### Brano
══════
3.    Israele vive un momento critico quanto mai. La vittoria di Bush Jr. è stata vissuta dagli Israeliani come una maledizione perché vi ravvedono la continuità della politica del padre, a loro sicuramente avversa. Lo stesso bombardamento dell’Iraq, per chi sa leggere tra le righe, è una conferma di quest’orientamento; il Segretario di Stato Americano, Powell, ha infatti chiesto agli Arabi di fare quadrato politico contro lo spauracchio Saddam ma, in altre parole, ha domandato un sostegno alla presenza americana in Medio Oriente lasciando sottintendere in contraccambio l’isolamento di Israele. E dobbiamo ricordare che quando Israele è con l’acqua alla gola reagisce destabilizzando nei modi più violenti le aree limitrofe (l’Italia prima tra tutte).

Concepire un’avanguardia politica.

Molte sono le novità che ci possiamo attendere e va detto che una minoranza che sapesse farsi élite operativa vedrebbe aprirsi davanti a sé interessanti prospettive.
Per chi, invece, si limita a vegetare nella periferia della politica virtuale non resta che il rango del tifoso-spettatore, oppure, e questo è il dramma, il rischio di essere chiamato in scena come protagonista passivo per subire i contraccolpi dei sommovimenti verificatisi.
Preferiremmo mettere l’accento sulle opportunità politiche che si prospettano ma il realismo ci impone di fare altrimenti.
L’opposizione radicale non è un soggetto politico, né in atto né in potenza: il fatto che per la prima volta alla generazione dei trentenni sia stata risparmiata la consueta falcidie repressiva ci lascia ben sperare in una maturazione. Possiamo allora dire con una certa dose d’ottimismo che un soggetto politico radicale è oggi in potenza di potenza.
Bisogna che esso attui, superi e metabolizzi una serie di mutazioni interiori affinché si faccia élite, un’élite in grado di traslare nell’ordinario i valori eroici, assumendo con discrezione e con estrema disinvoltura metri quotidiani di scelta assolutamente differenti dal conformismo materialista, che siano soprattutto vissuti con semplicità, modestia, pudore e nell’amore della propria gente, sì da divenire tangibili esempi culturali, sociali ed esistenziali.
══════
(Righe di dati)
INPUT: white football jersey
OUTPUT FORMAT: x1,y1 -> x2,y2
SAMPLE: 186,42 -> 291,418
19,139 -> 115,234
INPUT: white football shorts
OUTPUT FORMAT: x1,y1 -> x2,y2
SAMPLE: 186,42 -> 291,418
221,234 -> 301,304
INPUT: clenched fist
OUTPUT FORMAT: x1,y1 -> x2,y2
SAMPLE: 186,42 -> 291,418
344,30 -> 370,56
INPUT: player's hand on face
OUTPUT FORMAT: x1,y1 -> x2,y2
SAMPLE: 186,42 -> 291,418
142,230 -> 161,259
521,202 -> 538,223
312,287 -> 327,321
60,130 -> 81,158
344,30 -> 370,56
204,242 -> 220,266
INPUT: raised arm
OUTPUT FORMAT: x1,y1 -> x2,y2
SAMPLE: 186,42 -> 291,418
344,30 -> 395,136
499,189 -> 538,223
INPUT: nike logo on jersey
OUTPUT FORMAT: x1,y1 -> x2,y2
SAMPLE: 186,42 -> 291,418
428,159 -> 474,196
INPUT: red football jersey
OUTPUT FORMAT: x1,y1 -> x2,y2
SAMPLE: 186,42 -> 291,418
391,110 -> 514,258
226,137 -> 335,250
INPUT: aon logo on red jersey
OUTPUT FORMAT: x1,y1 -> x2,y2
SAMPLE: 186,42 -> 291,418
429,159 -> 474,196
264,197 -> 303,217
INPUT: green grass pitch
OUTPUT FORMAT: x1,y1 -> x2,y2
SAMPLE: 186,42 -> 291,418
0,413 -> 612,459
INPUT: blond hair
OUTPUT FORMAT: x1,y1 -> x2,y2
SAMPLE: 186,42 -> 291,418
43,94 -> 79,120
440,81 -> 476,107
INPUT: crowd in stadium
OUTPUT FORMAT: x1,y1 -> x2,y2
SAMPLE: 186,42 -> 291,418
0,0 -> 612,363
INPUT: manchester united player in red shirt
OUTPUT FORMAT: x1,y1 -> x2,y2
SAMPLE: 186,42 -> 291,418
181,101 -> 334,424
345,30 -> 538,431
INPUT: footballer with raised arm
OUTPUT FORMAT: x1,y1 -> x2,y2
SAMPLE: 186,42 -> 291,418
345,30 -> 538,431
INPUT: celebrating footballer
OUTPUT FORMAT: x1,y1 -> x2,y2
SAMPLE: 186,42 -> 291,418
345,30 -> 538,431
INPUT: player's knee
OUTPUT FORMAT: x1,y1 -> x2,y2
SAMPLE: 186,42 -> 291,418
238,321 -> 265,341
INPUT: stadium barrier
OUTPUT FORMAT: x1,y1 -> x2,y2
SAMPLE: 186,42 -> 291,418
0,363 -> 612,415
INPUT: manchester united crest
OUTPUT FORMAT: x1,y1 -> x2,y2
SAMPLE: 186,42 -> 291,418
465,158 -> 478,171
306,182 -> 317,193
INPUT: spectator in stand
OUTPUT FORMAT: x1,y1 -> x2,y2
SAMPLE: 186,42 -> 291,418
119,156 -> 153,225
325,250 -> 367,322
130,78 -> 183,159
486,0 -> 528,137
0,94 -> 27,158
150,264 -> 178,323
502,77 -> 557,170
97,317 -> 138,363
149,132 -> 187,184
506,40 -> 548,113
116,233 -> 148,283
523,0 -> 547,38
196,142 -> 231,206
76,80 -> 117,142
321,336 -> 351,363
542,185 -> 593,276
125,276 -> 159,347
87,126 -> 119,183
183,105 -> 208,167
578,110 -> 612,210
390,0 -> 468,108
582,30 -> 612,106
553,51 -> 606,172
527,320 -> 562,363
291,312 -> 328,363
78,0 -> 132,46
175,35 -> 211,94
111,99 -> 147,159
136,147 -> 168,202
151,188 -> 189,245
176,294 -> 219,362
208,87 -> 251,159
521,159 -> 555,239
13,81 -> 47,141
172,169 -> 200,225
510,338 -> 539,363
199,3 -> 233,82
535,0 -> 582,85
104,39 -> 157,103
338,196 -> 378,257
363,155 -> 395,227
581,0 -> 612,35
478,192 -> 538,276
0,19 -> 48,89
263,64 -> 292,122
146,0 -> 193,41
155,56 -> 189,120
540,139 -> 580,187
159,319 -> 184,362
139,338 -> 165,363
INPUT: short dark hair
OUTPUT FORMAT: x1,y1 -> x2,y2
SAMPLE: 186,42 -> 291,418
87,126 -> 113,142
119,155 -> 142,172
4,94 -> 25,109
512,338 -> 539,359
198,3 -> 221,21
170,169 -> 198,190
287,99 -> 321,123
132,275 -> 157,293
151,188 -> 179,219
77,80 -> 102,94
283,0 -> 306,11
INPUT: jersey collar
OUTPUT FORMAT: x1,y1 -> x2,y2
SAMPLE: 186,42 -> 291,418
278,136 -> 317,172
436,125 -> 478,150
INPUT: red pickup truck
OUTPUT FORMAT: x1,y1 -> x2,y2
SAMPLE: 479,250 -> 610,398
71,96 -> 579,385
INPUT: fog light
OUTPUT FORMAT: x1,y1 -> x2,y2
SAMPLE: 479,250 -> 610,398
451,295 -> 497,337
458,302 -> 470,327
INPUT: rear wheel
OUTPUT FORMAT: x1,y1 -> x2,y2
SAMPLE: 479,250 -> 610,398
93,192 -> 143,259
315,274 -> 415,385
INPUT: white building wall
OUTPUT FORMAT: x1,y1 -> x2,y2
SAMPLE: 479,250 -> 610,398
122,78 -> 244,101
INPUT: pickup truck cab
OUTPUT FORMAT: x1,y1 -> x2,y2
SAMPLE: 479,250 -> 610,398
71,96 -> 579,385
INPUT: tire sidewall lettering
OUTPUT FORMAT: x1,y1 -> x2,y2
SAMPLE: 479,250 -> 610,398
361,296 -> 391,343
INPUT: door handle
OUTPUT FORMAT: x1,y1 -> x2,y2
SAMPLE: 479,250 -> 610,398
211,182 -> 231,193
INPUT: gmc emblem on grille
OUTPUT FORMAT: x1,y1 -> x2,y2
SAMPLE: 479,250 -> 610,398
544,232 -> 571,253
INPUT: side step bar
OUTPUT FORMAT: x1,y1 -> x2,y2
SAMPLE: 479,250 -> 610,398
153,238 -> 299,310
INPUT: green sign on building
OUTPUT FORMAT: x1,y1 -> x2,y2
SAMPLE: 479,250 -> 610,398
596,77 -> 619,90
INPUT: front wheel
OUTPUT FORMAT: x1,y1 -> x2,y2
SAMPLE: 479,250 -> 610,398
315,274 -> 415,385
══════
### Da svolgere
**1.** Rispondi a queste domande sul brano:
(a) Chi ha chiesto agli Arabi di fare quadrato politico contro Saddam?
(b) A quale generazione è stata risparmiata, per la prima volta, la consueta falcidie repressiva?
(c) Con quali atteggiamenti devono essere vissuti, soprattutto, i metri quotidiani di scelta?
**2.** Nelle voci, dalla riga con "INPUT: raised arm" alla riga con "0,363 -> 612,415" comprese, rinomina "footballer" in "soccer player" lasciando tutto il resto invariato. Restituisci soltanto queste righe.
Il brano e le voci sono materiali indipendenti l'uno dalle altre.

### Risposte ai compiti
**1.**
(a) Il Segretario di Stato Americano, Powell.
(b) Alla generazione dei trentenni.
(c) Con semplicità, modestia, pudore e nell'amore della propria gente.

**2.**
INPUT: raised arm
OUTPUT FORMAT: x1,y1 -> x2,y2
SAMPLE: 186,42 -> 291,418
344,30 -> 395,136
499,189 -> 538,223
INPUT: nike logo on jersey
OUTPUT FORMAT: x1,y1 -> x2,y2
SAMPLE: 186,42 -> 291,418
428,159 -> 474,196
INPUT: red football jersey
OUTPUT FORMAT: x1,y1 -> x2,y2
SAMPLE: 186,42 -> 291,418
391,110 -> 514,258
226,137 -> 335,250
INPUT: aon logo on red jersey
OUTPUT FORMAT: x1,y1 -> x2,y2
SAMPLE: 186,42 -> 291,418
429,159 -> 474,196
264,197 -> 303,217
INPUT: green grass pitch
OUTPUT FORMAT: x1,y1 -> x2,y2
SAMPLE: 186,42 -> 291,418
0,413 -> 612,459
INPUT: blond hair
OUTPUT FORMAT: x1,y1 -> x2,y2
SAMPLE: 186,42 -> 291,418
43,94 -> 79,120
440,81 -> 476,107
INPUT: crowd in stadium
OUTPUT FORMAT: x1,y1 -> x2,y2
SAMPLE: 186,42 -> 291,418
0,0 -> 612,363
INPUT: manchester united player in red shirt
OUTPUT FORMAT: x1,y1 -> x2,y2
SAMPLE: 186,42 -> 291,418
181,101 -> 334,424
345,30 -> 538,431
INPUT: soccer player with raised arm
OUTPUT FORMAT: x1,y1 -> x2,y2
SAMPLE: 186,42 -> 291,418
345,30 -> 538,431
INPUT: celebrating soccer player
OUTPUT FORMAT: x1,y1 -> x2,y2
SAMPLE: 186,42 -> 291,418
345,30 -> 538,431
INPUT: player's knee
OUTPUT FORMAT: x1,y1 -> x2,y2
SAMPLE: 186,42 -> 291,418
238,321 -> 265,341
INPUT: stadium barrier
OUTPUT FORMAT: x1,y1 -> x2,y2
SAMPLE: 186,42 -> 291,418
0,363 -> 612,415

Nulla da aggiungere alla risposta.